- DOCUMENT PASSAGE:
- - - - -

December 30, 2003
Within a week of each other, two earthquakes struck on opposite sides of the world -- an earthquake measuring 6.5 on the Richter scale in California and a 6.6 earthquake in Iran. But, however similar the earthquakes, the human costs were enormously different.
The deaths in Iran have been counted in the tens of thousands. In California, the deaths did not reach double digits. Why the difference? In one word, wealth.
Wealth enables homes, buildings and other structures to be built to withstand greater stresses. Wealth permits the creation of modern transportation that can quickly carry people to medical facilities. It enables those facilities to be equipped with more advanced medical apparatus and supplies, and amply staffed with highly trained doctors and support staff.
Those who disdain wealth as crass materialism need to understand that wealth is one of the biggest life-saving factors in the world. As an economist in India has pointed out, "95 percent of deaths from natural hazards occur in poor countries."
You can see the effect of wealth by looking at the same country at different times. The biggest hurricane to hit the United States was hurricane Andrew in 1998 but it took fewer than 50 lives. Yet another hurricane, back in 1900, took at least 6,000 lives in Galveston.
The difference was that the United States was a much richer country in 1998. It had earlier warning from more advanced weather tracking equipment. It had better roads and more cars in which to evacuate before the hurricane struck, as well as more and better equipment for digging victims out of debris, and better medical treatment available for those who needed it.

- - - - -

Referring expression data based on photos
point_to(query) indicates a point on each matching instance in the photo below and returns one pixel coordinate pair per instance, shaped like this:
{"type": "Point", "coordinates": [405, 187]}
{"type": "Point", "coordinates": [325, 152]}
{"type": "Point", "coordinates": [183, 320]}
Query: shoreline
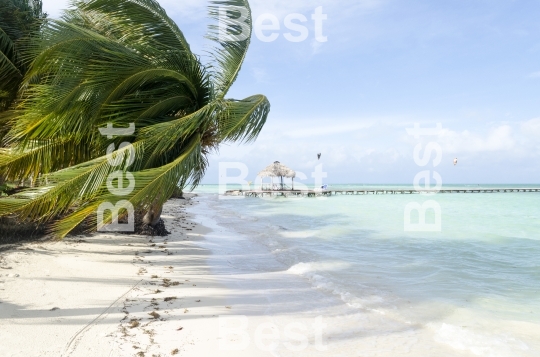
{"type": "Point", "coordinates": [208, 288]}
{"type": "Point", "coordinates": [92, 294]}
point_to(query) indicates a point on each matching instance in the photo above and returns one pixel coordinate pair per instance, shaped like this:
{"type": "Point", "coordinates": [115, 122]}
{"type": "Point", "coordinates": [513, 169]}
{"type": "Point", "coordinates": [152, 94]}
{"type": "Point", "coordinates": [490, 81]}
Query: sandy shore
{"type": "Point", "coordinates": [202, 291]}
{"type": "Point", "coordinates": [112, 295]}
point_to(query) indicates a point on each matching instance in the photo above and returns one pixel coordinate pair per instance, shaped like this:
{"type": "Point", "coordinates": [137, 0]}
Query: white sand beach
{"type": "Point", "coordinates": [124, 295]}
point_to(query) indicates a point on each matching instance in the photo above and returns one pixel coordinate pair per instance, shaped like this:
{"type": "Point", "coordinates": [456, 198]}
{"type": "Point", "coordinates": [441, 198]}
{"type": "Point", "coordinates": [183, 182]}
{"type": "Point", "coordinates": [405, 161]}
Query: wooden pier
{"type": "Point", "coordinates": [330, 192]}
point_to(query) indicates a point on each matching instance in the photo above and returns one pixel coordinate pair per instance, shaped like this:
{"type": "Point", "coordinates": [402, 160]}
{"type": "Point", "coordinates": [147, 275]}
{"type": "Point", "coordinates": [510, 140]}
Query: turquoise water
{"type": "Point", "coordinates": [475, 284]}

- - - - -

- WORK ITEM A: Print the passage on earthquakes and wealth from "Wealth enables homes, buildings" to "and support staff.".
- WORK ITEM B: According to the passage on earthquakes and wealth, what share of deaths from natural hazards occur in poor countries?

- WRITTEN ANSWER A:
Wealth enables homes, buildings and other structures to be built to withstand greater stresses. Wealth permits the creation of modern transportation that can quickly carry people to medical facilities. It enables those facilities to be equipped with more advanced medical apparatus and supplies, and amply staffed with highly trained doctors and support staff.

- WRITTEN ANSWER B: 95 percent